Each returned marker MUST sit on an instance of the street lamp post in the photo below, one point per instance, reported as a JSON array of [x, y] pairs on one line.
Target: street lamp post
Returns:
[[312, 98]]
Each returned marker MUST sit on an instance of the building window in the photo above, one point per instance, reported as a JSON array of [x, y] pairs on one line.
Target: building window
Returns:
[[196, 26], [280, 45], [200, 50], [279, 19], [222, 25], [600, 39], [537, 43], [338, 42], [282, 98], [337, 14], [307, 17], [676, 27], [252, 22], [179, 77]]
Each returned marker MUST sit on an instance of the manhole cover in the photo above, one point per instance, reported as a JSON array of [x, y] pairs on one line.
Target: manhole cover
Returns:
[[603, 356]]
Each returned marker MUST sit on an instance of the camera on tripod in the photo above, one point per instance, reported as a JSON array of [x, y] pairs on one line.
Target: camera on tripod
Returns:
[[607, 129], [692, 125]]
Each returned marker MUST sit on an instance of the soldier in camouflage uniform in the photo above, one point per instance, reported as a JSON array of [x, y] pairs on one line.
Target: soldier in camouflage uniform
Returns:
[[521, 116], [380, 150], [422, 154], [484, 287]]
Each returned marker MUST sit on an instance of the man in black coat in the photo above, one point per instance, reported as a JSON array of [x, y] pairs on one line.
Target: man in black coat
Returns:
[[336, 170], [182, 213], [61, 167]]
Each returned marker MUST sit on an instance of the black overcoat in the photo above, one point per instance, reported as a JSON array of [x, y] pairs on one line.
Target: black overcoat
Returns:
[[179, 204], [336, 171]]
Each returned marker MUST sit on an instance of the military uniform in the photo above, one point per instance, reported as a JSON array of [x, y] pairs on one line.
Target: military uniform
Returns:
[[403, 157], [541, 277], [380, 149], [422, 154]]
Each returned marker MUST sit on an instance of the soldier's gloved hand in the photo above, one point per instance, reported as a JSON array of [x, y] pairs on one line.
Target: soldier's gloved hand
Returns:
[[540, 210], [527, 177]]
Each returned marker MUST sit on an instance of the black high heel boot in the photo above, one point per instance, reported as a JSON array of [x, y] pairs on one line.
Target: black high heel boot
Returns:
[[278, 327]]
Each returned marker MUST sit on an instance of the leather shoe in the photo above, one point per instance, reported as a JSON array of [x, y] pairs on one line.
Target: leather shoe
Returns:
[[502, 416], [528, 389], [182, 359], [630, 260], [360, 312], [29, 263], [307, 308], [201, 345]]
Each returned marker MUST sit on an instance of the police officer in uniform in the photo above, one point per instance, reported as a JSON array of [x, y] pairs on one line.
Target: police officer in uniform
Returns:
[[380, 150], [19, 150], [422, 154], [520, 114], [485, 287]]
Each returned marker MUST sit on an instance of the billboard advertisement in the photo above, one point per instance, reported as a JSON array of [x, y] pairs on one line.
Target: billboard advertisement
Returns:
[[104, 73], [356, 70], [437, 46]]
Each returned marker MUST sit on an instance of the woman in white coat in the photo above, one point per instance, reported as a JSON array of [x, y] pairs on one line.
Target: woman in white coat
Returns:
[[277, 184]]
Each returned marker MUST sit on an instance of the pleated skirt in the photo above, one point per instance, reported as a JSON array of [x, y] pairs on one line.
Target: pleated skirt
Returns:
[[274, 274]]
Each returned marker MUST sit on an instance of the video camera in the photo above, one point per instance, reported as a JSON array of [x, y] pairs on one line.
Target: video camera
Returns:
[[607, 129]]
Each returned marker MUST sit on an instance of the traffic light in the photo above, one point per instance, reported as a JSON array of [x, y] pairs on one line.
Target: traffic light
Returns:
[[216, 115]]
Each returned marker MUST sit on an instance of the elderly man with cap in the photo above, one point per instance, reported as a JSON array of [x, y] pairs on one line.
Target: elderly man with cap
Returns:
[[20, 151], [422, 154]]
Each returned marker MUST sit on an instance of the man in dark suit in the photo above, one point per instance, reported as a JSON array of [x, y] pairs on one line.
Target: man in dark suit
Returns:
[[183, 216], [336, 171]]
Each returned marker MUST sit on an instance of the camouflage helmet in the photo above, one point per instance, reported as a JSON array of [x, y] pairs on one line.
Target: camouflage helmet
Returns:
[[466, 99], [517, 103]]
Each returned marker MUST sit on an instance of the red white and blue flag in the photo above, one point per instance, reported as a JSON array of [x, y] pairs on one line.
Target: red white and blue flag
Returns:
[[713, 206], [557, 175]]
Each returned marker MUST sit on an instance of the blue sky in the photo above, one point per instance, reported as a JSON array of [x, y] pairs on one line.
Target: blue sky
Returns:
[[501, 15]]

────

PROMPT
Report each line of the data in which "woman" occurs.

ANSWER BOX
Each returned marker MUST sit on an instance of the woman in white coat in the photo above, one point per instance, reported as a JSON array of [x, y] pairs on one line.
Target: woman in white coat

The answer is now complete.